Exercise objective: Alter the lines from the one containing "Would you kindly mark the tree" through the end of the records: write them out again with "one point per instance" changed to "a single point for each instance", leaving everything else as it is.

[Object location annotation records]
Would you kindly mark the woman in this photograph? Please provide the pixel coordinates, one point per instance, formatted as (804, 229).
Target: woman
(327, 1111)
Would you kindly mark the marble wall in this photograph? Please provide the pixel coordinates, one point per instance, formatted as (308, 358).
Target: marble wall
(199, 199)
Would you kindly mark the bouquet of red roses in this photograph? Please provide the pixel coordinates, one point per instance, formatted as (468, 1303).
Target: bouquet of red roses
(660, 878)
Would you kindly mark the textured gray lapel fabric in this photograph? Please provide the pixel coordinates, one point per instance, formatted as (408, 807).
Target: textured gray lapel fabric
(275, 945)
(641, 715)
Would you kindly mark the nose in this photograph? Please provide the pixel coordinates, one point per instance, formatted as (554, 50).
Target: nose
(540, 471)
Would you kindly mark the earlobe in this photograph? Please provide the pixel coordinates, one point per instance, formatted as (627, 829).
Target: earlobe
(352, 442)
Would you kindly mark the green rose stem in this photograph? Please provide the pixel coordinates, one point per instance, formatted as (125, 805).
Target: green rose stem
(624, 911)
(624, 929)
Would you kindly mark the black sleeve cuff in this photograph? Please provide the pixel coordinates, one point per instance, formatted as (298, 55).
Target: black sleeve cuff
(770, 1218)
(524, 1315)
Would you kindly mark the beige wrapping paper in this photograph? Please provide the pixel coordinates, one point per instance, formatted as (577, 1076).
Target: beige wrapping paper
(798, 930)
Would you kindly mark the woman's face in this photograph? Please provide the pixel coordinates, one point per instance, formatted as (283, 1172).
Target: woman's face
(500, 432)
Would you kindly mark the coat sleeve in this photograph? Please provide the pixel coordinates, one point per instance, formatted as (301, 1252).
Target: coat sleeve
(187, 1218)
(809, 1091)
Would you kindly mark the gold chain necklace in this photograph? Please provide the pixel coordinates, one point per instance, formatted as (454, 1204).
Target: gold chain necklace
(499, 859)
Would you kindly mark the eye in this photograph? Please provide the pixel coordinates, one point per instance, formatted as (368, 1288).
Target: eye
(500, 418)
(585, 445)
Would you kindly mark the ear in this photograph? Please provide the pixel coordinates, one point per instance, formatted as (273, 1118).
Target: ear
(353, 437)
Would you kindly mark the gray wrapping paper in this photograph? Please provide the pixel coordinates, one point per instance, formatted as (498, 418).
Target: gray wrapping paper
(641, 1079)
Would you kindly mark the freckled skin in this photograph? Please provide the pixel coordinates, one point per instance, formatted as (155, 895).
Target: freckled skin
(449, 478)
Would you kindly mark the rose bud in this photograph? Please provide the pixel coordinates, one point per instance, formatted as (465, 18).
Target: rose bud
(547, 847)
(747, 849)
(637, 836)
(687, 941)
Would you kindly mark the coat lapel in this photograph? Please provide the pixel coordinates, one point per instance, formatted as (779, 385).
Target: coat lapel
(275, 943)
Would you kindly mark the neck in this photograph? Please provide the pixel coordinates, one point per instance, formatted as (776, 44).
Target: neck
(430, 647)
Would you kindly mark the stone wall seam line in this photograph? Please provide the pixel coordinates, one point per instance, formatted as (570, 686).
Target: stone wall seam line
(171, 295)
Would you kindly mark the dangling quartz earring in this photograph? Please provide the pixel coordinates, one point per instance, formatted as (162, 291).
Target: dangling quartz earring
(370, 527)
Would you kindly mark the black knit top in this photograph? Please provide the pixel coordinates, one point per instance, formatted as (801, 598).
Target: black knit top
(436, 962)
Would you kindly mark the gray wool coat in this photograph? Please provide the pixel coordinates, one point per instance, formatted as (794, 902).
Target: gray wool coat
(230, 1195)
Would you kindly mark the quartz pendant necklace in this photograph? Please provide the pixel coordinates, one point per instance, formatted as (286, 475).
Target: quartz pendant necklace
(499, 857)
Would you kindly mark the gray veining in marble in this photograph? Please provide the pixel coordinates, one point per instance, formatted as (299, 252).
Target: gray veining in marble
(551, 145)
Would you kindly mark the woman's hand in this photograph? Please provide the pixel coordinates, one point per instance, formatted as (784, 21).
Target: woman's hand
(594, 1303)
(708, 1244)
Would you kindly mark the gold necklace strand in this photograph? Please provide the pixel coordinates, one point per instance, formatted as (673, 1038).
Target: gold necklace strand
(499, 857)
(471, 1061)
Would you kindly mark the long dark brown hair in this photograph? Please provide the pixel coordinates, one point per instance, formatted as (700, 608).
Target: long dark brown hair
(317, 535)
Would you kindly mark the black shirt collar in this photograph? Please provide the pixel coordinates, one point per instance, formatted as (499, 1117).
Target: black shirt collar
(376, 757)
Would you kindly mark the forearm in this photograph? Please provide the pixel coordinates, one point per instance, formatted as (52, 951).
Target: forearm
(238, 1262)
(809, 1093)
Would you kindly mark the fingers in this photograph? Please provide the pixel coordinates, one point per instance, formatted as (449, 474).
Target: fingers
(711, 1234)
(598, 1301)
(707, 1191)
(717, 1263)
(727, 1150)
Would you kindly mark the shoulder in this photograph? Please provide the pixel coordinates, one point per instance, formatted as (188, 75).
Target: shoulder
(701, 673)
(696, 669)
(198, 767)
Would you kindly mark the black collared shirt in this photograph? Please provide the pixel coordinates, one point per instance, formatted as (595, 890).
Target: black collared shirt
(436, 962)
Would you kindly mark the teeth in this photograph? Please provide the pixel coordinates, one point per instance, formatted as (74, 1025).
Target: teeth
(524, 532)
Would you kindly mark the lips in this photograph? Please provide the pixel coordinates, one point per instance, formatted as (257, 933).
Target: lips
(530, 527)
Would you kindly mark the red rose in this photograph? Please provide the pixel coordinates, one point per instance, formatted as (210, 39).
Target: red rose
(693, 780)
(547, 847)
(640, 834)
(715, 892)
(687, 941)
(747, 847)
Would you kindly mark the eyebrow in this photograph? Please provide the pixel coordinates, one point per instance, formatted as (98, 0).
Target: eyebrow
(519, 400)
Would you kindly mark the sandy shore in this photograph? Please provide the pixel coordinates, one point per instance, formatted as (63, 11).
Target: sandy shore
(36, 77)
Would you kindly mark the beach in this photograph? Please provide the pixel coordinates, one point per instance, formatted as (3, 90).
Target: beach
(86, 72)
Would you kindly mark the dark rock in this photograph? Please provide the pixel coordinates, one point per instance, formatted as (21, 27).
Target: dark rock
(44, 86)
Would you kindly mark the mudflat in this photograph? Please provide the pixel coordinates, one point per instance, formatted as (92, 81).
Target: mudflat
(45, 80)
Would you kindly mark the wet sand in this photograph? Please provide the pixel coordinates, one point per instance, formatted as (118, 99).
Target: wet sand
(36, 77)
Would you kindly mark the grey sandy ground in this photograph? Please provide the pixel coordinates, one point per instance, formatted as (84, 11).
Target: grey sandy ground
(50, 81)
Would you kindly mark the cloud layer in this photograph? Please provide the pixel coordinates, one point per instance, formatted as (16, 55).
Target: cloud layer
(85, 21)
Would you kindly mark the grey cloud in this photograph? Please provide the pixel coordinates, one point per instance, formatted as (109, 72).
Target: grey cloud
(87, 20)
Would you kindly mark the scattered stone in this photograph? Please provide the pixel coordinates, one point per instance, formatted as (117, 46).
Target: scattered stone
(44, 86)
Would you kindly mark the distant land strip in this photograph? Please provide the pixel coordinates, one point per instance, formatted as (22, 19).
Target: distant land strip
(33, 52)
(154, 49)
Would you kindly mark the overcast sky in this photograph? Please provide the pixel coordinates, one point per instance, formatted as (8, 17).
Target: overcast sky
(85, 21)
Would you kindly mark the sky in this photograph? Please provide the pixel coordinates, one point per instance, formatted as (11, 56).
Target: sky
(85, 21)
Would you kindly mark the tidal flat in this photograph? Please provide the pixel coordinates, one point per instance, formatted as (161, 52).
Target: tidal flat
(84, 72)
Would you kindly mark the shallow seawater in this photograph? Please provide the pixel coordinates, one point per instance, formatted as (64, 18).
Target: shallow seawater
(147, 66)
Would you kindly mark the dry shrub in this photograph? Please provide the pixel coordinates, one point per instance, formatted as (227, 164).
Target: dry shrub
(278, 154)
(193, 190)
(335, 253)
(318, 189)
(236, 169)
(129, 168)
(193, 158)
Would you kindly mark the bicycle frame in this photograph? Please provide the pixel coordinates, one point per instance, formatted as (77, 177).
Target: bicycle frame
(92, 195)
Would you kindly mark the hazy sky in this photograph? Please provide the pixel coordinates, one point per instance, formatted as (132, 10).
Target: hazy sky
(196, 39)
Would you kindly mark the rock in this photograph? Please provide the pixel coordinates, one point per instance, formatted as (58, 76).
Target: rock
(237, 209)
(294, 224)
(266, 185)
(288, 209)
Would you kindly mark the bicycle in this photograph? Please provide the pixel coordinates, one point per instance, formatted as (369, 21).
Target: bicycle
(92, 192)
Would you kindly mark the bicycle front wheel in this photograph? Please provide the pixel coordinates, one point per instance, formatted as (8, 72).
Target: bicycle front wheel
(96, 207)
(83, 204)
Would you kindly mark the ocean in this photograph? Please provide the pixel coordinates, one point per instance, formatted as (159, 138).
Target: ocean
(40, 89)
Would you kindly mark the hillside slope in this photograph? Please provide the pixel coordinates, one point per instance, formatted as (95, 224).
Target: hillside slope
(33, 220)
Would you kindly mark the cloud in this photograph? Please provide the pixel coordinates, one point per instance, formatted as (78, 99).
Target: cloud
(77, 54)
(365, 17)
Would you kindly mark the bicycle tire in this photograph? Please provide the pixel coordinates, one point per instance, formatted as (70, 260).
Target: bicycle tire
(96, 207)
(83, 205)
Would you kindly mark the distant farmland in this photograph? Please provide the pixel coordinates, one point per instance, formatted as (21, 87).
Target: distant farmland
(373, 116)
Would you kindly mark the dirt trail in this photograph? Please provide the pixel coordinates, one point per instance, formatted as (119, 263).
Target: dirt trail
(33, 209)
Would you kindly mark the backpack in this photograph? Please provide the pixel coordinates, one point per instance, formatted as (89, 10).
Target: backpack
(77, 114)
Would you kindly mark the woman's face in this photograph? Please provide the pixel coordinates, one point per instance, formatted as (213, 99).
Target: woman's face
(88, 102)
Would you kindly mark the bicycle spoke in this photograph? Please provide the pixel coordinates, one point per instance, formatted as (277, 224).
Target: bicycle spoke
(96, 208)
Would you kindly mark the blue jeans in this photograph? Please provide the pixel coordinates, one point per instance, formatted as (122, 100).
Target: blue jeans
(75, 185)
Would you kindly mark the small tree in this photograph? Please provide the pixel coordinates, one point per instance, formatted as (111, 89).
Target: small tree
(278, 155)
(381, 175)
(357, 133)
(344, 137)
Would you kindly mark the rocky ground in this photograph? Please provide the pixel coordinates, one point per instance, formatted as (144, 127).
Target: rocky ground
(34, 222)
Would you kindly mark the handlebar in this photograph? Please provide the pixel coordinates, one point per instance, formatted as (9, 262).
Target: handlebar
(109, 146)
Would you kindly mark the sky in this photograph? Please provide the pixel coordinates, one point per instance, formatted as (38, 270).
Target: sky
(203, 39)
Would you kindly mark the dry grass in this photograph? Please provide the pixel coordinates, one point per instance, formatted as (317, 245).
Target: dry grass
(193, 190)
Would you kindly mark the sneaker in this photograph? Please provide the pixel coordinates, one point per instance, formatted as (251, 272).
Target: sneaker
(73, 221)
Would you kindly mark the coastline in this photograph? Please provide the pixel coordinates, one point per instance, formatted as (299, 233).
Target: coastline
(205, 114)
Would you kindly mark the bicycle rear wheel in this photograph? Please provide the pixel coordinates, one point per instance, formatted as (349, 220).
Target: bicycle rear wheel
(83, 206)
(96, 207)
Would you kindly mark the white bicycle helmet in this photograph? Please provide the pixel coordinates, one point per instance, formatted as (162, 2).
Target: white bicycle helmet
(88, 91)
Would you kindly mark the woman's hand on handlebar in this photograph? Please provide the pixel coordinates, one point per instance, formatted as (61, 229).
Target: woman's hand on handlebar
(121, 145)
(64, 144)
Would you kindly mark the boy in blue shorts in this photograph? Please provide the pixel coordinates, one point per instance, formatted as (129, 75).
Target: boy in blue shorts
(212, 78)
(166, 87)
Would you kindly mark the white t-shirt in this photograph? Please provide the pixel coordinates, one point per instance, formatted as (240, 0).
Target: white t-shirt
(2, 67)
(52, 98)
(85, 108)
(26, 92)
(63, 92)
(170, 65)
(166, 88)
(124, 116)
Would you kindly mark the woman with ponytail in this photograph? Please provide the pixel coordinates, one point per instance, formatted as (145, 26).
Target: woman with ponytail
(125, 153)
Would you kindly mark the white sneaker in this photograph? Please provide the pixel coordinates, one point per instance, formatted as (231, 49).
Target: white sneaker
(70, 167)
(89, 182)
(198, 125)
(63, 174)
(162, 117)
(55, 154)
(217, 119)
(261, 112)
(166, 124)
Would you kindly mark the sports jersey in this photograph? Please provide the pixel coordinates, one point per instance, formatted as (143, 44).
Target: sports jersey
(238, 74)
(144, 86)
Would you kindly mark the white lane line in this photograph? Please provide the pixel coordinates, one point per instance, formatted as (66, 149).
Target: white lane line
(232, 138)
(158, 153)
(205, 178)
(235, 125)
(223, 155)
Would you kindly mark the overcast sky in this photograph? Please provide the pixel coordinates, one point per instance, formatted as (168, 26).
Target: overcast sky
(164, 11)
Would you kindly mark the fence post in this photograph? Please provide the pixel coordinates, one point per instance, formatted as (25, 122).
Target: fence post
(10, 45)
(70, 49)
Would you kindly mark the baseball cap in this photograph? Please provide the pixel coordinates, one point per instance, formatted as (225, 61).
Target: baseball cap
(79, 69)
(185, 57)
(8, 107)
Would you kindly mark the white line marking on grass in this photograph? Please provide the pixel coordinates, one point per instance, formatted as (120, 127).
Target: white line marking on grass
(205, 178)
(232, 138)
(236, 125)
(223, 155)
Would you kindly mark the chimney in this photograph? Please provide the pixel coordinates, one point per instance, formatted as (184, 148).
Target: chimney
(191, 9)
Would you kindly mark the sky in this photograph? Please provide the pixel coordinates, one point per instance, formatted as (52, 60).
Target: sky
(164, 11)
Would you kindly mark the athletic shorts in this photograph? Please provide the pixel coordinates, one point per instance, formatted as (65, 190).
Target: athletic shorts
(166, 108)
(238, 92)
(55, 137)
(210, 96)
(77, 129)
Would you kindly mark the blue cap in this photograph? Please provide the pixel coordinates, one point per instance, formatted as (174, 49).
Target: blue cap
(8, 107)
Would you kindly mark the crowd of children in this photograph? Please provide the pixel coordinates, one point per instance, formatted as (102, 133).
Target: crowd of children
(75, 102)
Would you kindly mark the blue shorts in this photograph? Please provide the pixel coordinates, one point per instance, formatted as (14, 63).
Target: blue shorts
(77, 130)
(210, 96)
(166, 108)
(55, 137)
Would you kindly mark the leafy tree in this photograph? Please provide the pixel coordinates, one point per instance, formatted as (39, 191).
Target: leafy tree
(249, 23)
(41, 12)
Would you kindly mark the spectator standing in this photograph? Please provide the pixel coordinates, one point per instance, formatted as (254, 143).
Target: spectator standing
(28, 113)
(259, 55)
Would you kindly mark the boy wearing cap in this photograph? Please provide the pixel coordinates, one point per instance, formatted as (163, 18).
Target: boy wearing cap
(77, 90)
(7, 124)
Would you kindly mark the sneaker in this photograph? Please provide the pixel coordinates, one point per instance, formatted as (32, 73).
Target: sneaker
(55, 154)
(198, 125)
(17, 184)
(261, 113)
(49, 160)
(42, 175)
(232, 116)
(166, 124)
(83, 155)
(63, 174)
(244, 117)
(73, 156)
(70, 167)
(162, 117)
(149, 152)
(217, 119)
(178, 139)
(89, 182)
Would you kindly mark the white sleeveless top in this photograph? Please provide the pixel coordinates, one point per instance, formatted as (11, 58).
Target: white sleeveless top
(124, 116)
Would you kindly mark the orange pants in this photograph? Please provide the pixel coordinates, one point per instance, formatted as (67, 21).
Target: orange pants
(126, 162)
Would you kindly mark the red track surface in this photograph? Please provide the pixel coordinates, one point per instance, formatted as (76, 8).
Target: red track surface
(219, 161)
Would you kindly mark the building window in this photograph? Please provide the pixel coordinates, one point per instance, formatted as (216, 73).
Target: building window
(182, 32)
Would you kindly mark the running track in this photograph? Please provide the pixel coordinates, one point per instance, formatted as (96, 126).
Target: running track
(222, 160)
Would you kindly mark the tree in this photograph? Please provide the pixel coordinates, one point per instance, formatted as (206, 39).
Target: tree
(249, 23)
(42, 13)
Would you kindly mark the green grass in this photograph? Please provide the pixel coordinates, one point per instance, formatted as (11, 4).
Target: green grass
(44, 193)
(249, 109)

Reply:
Would you kindly mark the tree in this photograph? Please provide the pixel coordinates, a single point for each instance, formatted as (206, 39).
Target: tree
(249, 23)
(42, 13)
Would you kindly mark the green grass in this photograph? Please provide the pixel coordinates, a single point for each instance, formatted as (11, 4).
Target: green grass
(44, 193)
(249, 109)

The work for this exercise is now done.